**Task to complete:** Write every line out verbatim and omit the pictures.

**Given data:**
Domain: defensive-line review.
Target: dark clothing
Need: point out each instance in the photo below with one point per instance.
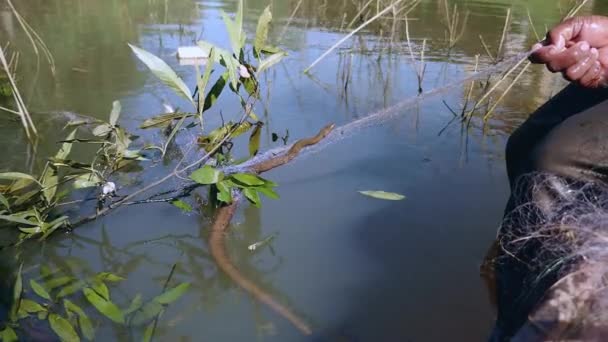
(566, 137)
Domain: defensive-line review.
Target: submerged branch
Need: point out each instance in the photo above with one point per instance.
(221, 223)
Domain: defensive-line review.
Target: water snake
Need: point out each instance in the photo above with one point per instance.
(221, 223)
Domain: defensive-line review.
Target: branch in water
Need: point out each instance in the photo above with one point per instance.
(221, 223)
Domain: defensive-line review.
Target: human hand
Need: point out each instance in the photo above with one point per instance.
(578, 48)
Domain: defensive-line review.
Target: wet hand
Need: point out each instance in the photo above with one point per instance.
(578, 48)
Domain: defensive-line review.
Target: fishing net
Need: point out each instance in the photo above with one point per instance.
(559, 227)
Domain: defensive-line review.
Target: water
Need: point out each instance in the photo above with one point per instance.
(351, 266)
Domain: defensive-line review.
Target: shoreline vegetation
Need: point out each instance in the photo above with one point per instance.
(35, 205)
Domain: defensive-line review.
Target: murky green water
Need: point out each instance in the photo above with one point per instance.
(354, 267)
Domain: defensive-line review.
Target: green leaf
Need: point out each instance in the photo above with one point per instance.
(202, 84)
(216, 91)
(63, 328)
(71, 289)
(224, 192)
(207, 175)
(43, 315)
(162, 120)
(49, 181)
(4, 202)
(101, 289)
(83, 320)
(253, 196)
(107, 308)
(17, 290)
(232, 66)
(89, 180)
(270, 61)
(389, 196)
(66, 148)
(17, 176)
(148, 312)
(185, 207)
(148, 333)
(173, 294)
(39, 290)
(261, 34)
(115, 114)
(235, 29)
(102, 130)
(54, 283)
(30, 306)
(8, 335)
(248, 179)
(106, 276)
(164, 72)
(135, 305)
(254, 140)
(268, 192)
(16, 219)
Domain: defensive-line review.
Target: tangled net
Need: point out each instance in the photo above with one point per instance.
(558, 229)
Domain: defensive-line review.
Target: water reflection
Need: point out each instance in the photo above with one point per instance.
(352, 266)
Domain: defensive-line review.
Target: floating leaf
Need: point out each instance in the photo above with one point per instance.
(30, 306)
(63, 328)
(224, 193)
(102, 130)
(107, 308)
(216, 91)
(4, 202)
(261, 34)
(254, 140)
(148, 333)
(389, 196)
(17, 290)
(270, 61)
(235, 29)
(164, 72)
(83, 320)
(203, 81)
(115, 114)
(71, 289)
(8, 335)
(207, 175)
(232, 66)
(253, 196)
(17, 176)
(106, 276)
(66, 147)
(135, 305)
(185, 207)
(42, 315)
(268, 192)
(39, 290)
(248, 179)
(87, 181)
(16, 219)
(148, 312)
(101, 289)
(58, 282)
(173, 294)
(163, 120)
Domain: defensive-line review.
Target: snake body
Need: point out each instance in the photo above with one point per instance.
(217, 243)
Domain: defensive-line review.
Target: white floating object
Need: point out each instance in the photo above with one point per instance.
(192, 55)
(108, 188)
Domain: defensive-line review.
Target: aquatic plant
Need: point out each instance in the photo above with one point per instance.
(65, 303)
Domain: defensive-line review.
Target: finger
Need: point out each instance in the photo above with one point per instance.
(569, 57)
(591, 79)
(564, 32)
(576, 72)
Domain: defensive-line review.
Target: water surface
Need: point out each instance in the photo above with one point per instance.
(352, 266)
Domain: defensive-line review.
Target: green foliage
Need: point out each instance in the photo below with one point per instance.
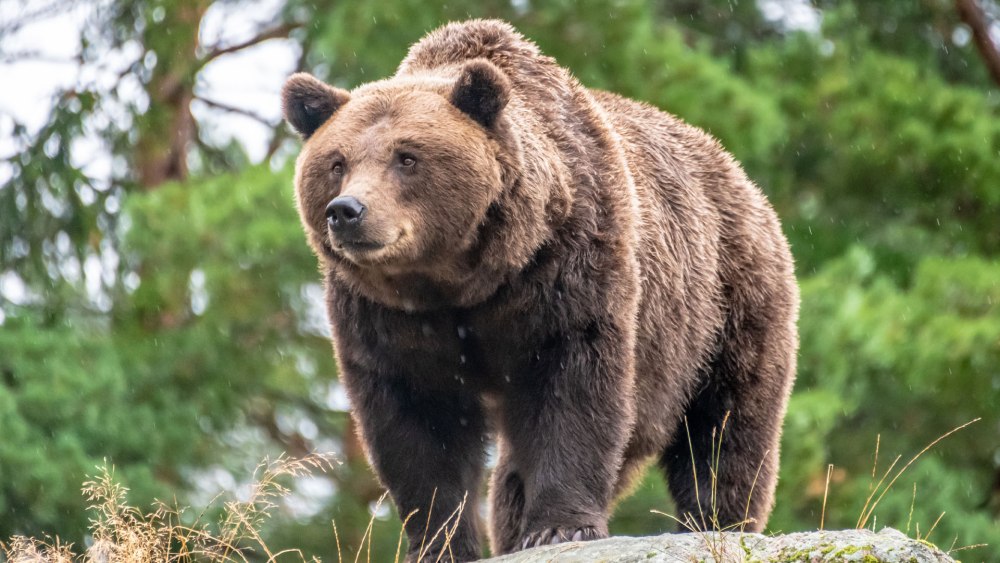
(877, 139)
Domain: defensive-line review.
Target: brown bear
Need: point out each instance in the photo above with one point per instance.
(586, 280)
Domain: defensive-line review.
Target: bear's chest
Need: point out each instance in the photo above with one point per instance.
(481, 350)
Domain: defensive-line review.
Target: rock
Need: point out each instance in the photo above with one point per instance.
(733, 547)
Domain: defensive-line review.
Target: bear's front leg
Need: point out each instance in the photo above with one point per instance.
(566, 422)
(427, 449)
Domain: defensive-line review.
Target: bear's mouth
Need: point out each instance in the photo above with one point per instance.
(359, 245)
(363, 251)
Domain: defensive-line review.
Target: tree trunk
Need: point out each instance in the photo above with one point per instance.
(167, 128)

**Reply:**
Domain: defensive-line review.
Target: dark clothing
Need: point out each instance in the photo below with one point per instance.
(566, 137)
Domain: defensive-line review.
Target: submerged branch
Need: point out each instance in the photo above with one point per instance.
(221, 223)
Domain: defensive-line review.
Target: water snake
Need: point out each instance in the photo above with one point per instance.
(221, 223)
Domain: defensive-line review.
Target: branch in water
Need: point out each instance in the photo above with one point per instance.
(221, 223)
Domain: defensive-line review.
Target: human hand
Need: point out each instance in the photo above with one point per instance.
(578, 48)
Domain: defensive-line review.
Target: wet hand
Need: point out each instance in the photo above with one point per instance.
(578, 48)
Domain: defensive-line review.
Target: fishing net
Need: point out each instance in the photo above with one point per instance.
(559, 227)
Domain: defensive-line review.
Target: water
Need: point out each instance in the photo above with one point per instance.
(351, 266)
Domain: defensive-line review.
Target: shoreline vegetation
Need: point out each instance in the photo above with one point per instance.
(35, 205)
Domain: defensive-line review.
Target: murky green water
Need: point out each instance in the photo above with one point per instance.
(354, 267)
Domain: defensive-line review.
Target: green leaf
Need: point out each instance in the photo above with one point per instance.
(202, 84)
(216, 91)
(63, 328)
(71, 289)
(224, 192)
(207, 175)
(43, 315)
(162, 120)
(49, 181)
(4, 202)
(101, 289)
(83, 320)
(253, 196)
(107, 308)
(17, 290)
(232, 66)
(89, 180)
(270, 61)
(389, 196)
(66, 148)
(17, 176)
(148, 312)
(185, 207)
(148, 333)
(173, 294)
(39, 290)
(261, 34)
(115, 114)
(235, 29)
(102, 130)
(54, 283)
(30, 306)
(8, 335)
(248, 179)
(106, 276)
(164, 72)
(135, 305)
(254, 140)
(268, 192)
(16, 219)
Domain: defensive-line review.
Target: tangled net
Need: point out each instance in the photo above with one point per instance.
(558, 229)
Domain: defensive-line review.
Target: water reflection
Need: point out each instance in the photo above with one point per instance.
(352, 266)
Domain: defensive-line review.
Target: floating leaf
Need: point out each instance in the photo above with one point per instance.
(30, 306)
(63, 328)
(224, 193)
(102, 130)
(107, 308)
(216, 91)
(4, 202)
(261, 34)
(254, 140)
(148, 333)
(389, 196)
(17, 290)
(270, 61)
(235, 29)
(164, 72)
(83, 320)
(203, 81)
(115, 114)
(71, 289)
(8, 335)
(207, 175)
(232, 66)
(253, 196)
(17, 176)
(106, 276)
(66, 147)
(135, 305)
(185, 207)
(42, 315)
(268, 192)
(39, 290)
(248, 179)
(87, 181)
(16, 219)
(148, 312)
(101, 289)
(58, 282)
(173, 294)
(163, 120)
Domain: defensive-line review.
Target: snake body
Need: point out each instance in the photo above with one point per instance.
(217, 243)
Domain: defensive-line review.
Target: white floating object
Need: point out each instance in the photo above with one point per instance.
(192, 55)
(108, 188)
Domain: defensive-line review.
Target: aquatic plant
Need: point out each instance in the photo above with one point per instance.
(65, 303)
Domain: defensive-line review.
Target: finger
Need: point out each instance in the photo above with one point per instance.
(569, 57)
(591, 79)
(564, 32)
(576, 72)
Domain: defensive-line review.
Target: water surface
Need: point out each instance in the photo above with one point per instance.
(352, 266)
Domain: defensive-line review.
Target: green foliage
Need: point out each instance in the photo below with one point per instance.
(877, 139)
Domain: defensive-line review.
Target: brown bear
Need: point out each instance in the photo above with one point per instance.
(586, 280)
Domain: defensive-line review.
Target: bear's chest
Need: point out each instance in the photo above with one point per instance.
(481, 350)
Domain: defensive-line review.
Target: rock
Need: point out each instance in the photo above with one point per instance.
(733, 547)
Domain: defensive-line review.
Target: bear's front leg
Need: point out each instance in the photo above with one point per instance.
(566, 422)
(427, 449)
Domain: defensive-line review.
Target: bear's mouth
Need: point out each instance in the photo above with one point per instance.
(359, 245)
(363, 251)
Domain: defensive-line review.
Target: tree trunk
Need: point out each instance in the photo above with one point per instance.
(167, 128)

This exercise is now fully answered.